Travail à faire.
#1 D'après le texte proposé, qui menait avec succès la bagarre pour l'autonomie dans le courant des amis de Ségolène Royal ?
#2 Recopiez fidèlement l'extrait du texte proposé qui s'ouvre sur les mots contenant « Manifestement, Julien a » et se clôt sur « un peu d'égarement. ».

Texte proposé.
──────────────────────────────
Manifestement, Julien a voulu qu'on sache qu'il était de retour, il lui fallait trouver un espace politique dans une situation et une configuration qui avait profondément changé pour lui : dans le courant des amis de Ségolène Royal, Vincent Peillon menait avec succès la bagarre pour l'autonomie, les amis de Julien choisissant quelque chose qui se rapproche du "soutien sans participation" par prudence et surtout pour ne pas donner l'impression de suivre. Quand on fait son retour, il est normal de le mettre en scène histoire de peser là où l'on veut peser. Il y avait plus habile, et surtout, plus "politique". Mais pour l'intéressé, le moment est encore celui où l'on garde ouvert le carnet des soutiens dans l'épreuve et des "autres". Peut-être y a-t-il là, un peu d'égarement.
Les deux hommes se connaissent bien et dans la pique du premier qui n'est d'ailleurs qu'une réponse à une question de journaliste, les initiés noteront que ce qui motive c'est ce vieux ressort de la différenciation entre "frères ennemis" des AG étudiantes passées et dont il reste parfois quelques traces qu'il faut connaître pour décrypter et qui demeurent aussi amusantes qu'inutiles.
L'égarement existe encore chez les observateurs, les commentateurs et les acteurs du débat politique en général où l'on voit que dans la riposte judiciaire d'un ministre face à un député de l'opposition et dans la réprobation que l'on a entendu ici ou là chez quelques bonnes âmes, il semble qu'aujourd'hui, faire de la politique c'est comme jouer au rugby sans placage ni mêlée, ou jouer au foot sans feintes ni dribble. Surtout, pas de vague, pas de mot trop dur, pas de plis, tout doit être lisse. On ne livre pas de bataille avec des sabres en bois et des soldats de plomb. Si la politique consiste aux moyens de transformer le réel, elle commence par une bataille sur l'interprétation du réel et elle se poursuit par une lutte pour faire triompher la meilleur orientation. Ceux qui pensent que la noblesse de la politique c'est uniquement se contenter d'avoir un programme se trompent. Les socialistes ont assez fait l'expérience que même le meilleur des programmes ne suffit jamais.
──────────────────────────────
Entrées de données.

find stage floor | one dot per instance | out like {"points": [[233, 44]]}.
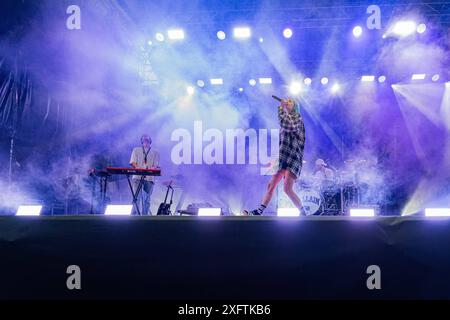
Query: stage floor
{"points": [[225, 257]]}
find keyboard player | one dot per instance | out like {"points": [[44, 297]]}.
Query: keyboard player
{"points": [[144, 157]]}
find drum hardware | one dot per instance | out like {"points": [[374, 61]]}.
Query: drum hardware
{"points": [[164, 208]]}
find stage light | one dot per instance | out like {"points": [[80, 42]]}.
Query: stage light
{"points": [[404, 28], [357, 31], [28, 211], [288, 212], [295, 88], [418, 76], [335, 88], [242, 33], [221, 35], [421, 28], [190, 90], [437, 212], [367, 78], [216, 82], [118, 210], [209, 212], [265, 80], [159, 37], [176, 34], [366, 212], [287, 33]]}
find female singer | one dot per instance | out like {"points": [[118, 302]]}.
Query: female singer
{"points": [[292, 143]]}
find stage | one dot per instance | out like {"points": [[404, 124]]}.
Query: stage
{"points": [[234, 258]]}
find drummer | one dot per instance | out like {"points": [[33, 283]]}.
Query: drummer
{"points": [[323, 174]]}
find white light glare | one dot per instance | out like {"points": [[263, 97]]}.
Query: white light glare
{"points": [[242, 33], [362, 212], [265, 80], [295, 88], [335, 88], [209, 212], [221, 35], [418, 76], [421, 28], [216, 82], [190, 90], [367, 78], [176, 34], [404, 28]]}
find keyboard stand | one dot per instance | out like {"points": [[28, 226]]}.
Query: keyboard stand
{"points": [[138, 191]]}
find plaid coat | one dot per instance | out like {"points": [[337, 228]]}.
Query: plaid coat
──────────────────────────────
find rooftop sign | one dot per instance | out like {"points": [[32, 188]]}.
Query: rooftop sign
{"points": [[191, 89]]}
──────────────────────────────
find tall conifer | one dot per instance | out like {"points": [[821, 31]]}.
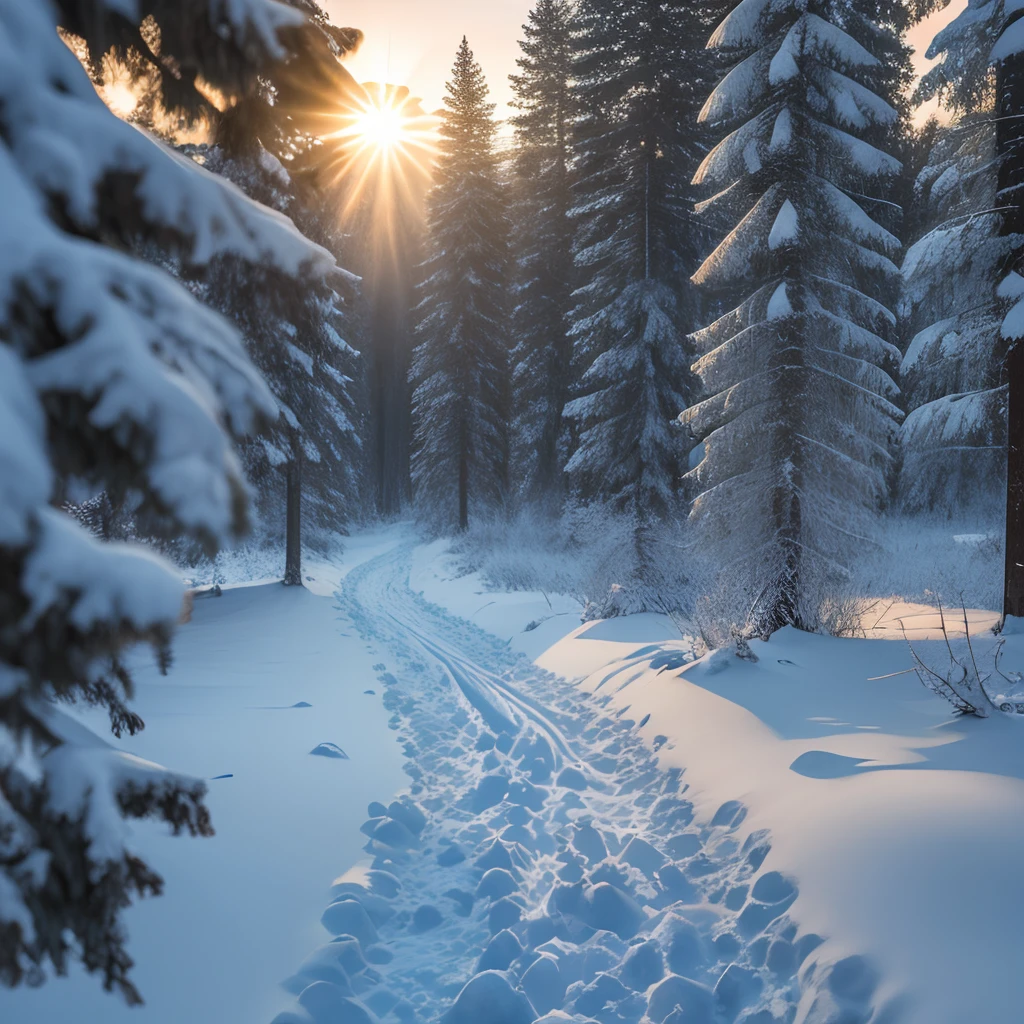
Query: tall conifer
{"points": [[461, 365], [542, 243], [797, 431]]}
──────────────────────────────
Les réponses.
#1 Vincent Peillon.

#2
Manifestement, Julien a voulu qu'on sache qu'il était de retour, il lui fallait trouver un espace politique dans une situation et une configuration qui avait profondément changé pour lui : dans le courant des amis de Ségolène Royal, Vincent Peillon menait avec succès la bagarre pour l'autonomie, les amis de Julien choisissant quelque chose qui se rapproche du "soutien sans participation" par prudence et surtout pour ne pas donner l'impression de suivre. Quand on fait son retour, il est normal de le mettre en scène histoire de peser là où l'on veut peser. Il y avait plus habile, et surtout, plus "politique". Mais pour l'intéressé, le moment est encore celui où l'on garde ouvert le carnet des soutiens dans l'épreuve et des "autres". Peut-être y a-t-il là, un peu d'égarement.